- [Written problem 1]:
Count the lines in the rows below that contain the string "green", matching case, and reply with the number alone.

- [Page text]:
## start
It felt amazing to save someone’s life!

These are the humble words of a real life super hero who only last week helped to save a man from drowning in the River Tyne.

Last Thursday, Venue Manager Amber Hutton, aged 24, of Heaton in Newcastle came to the aid of a young reveller who had managed to fall in to the river close to where she works at The Urban Garden.

The Drama graduate from Northumbria University sprung in to action and immediately recalled some invaluable throw-bag water safety training that she’d learnt from Tyne and Wear Fire and Rescue Service (TWFRS) and the RNLI.

The recollection of this breath-taking rescue is even more relevant as this week is Drowning Prevention Week a campaign being organised by the Royal Life Saving Society UK (RLSS).

At around 8:50pm, Amber heard her colleague shouting, “Quick, quick there’s a man drowning in the water!” So Amber grabbed the throw-bag – a piece of lifesaving equipment provided by the Waterside Responder Scheme – from behind the bar.
## end
- [Exercise data]:
## start
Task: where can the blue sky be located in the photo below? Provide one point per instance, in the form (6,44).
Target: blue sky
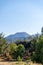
(21,16)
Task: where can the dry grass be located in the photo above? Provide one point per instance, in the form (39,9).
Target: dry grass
(18,63)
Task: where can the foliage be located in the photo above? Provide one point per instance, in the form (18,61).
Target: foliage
(38,53)
(19,59)
(3,43)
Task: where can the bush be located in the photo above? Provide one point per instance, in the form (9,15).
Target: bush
(19,58)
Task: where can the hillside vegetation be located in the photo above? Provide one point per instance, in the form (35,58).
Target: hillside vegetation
(22,50)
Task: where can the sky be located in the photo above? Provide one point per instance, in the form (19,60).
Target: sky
(21,16)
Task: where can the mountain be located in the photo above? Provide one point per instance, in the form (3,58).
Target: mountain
(18,36)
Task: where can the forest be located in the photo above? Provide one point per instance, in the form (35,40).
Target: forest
(23,51)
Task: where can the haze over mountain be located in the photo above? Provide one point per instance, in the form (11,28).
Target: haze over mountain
(18,36)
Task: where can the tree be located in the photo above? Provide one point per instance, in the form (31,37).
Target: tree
(2,43)
(42,30)
(20,50)
(38,53)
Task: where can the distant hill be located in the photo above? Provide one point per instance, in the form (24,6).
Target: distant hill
(18,36)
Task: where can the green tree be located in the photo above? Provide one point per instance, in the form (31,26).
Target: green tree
(20,50)
(42,30)
(3,43)
(38,53)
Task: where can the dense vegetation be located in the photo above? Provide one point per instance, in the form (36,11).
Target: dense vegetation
(21,52)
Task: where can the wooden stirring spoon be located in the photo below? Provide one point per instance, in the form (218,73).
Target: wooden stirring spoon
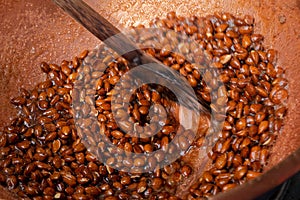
(113,38)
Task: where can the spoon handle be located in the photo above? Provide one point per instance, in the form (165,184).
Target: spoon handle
(101,28)
(116,40)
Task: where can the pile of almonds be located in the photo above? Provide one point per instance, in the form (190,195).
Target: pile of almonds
(43,152)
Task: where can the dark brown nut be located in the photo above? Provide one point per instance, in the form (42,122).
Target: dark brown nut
(68,178)
(221,161)
(24,144)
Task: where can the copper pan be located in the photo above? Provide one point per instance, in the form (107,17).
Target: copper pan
(32,31)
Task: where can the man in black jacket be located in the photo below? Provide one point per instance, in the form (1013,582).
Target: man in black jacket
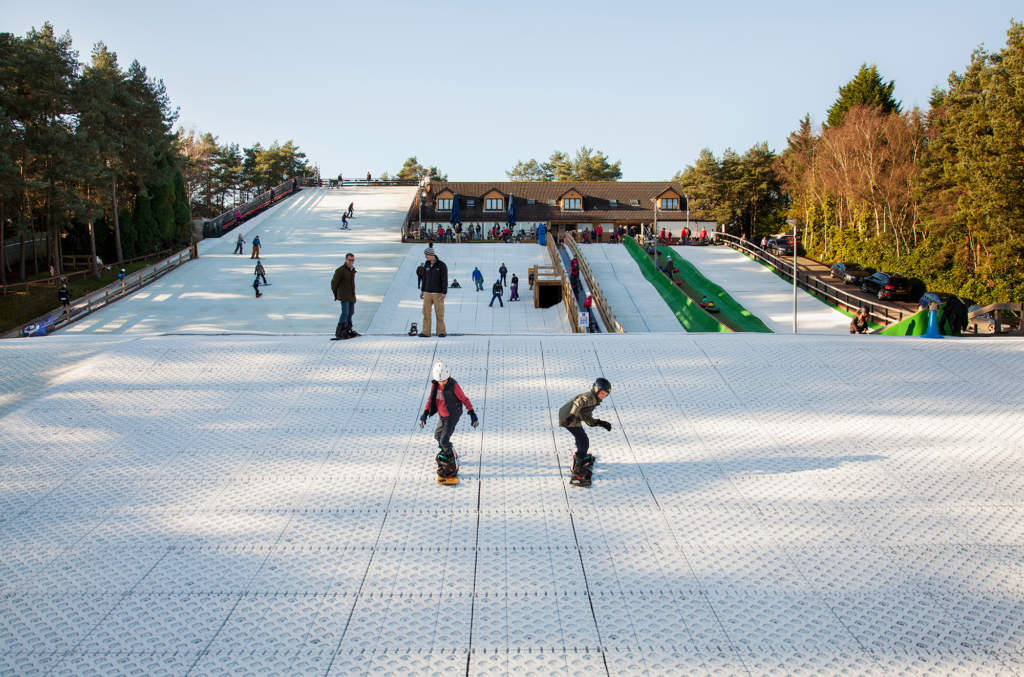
(343,288)
(433,291)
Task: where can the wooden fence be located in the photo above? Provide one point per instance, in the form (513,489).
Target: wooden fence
(603,307)
(95,300)
(879,311)
(568,298)
(54,281)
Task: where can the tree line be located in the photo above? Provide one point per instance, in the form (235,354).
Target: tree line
(87,159)
(937,195)
(219,175)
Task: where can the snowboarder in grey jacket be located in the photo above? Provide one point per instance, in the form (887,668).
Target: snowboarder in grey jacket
(571,416)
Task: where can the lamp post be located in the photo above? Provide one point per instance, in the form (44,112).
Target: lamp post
(794,276)
(654,200)
(687,212)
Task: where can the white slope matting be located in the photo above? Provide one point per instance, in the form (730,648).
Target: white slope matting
(763,293)
(467,310)
(635,302)
(301,248)
(763,504)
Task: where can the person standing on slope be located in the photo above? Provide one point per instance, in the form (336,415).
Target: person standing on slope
(433,291)
(343,287)
(446,399)
(571,416)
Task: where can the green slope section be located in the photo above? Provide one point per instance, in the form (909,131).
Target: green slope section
(733,313)
(915,325)
(689,314)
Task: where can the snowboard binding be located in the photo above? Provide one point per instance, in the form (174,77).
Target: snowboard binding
(583,470)
(448,467)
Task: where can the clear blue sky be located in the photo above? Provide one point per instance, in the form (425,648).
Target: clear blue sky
(472,88)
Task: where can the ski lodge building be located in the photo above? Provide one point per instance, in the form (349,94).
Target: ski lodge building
(563,206)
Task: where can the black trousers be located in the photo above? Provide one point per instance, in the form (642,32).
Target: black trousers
(445,426)
(583,441)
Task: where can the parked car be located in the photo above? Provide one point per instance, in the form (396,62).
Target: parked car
(985,322)
(887,286)
(780,246)
(851,273)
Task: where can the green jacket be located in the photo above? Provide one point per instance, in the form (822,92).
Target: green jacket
## end
- [Written problem 2]:
Transcribe the full river rescue article, keeping every word and line unchanged.

- [Task answer 1]:
6

- [Task answer 2]:
It felt amazing to save someone’s life!

These are the humble words of a real life super hero who only last week helped to save a man from drowning in the River Tyne.

Last Thursday, Venue Manager Amber Hutton, aged 24, of Heaton in Newcastle came to the aid of a young reveller who had managed to fall in to the river close to where she works at The Urban Garden.

The Drama graduate from Northumbria University sprung in to action and immediately recalled some invaluable throw-bag water safety training that she’d learnt from Tyne and Wear Fire and Rescue Service (TWFRS) and the RNLI.

The recollection of this breath-taking rescue is even more relevant as this week is Drowning Prevention Week a campaign being organised by the Royal Life Saving Society UK (RLSS).

At around 8:50pm, Amber heard her colleague shouting, “Quick, quick there’s a man drowning in the water!” So Amber grabbed the throw-bag – a piece of lifesaving equipment provided by the Waterside Responder Scheme – from behind the bar.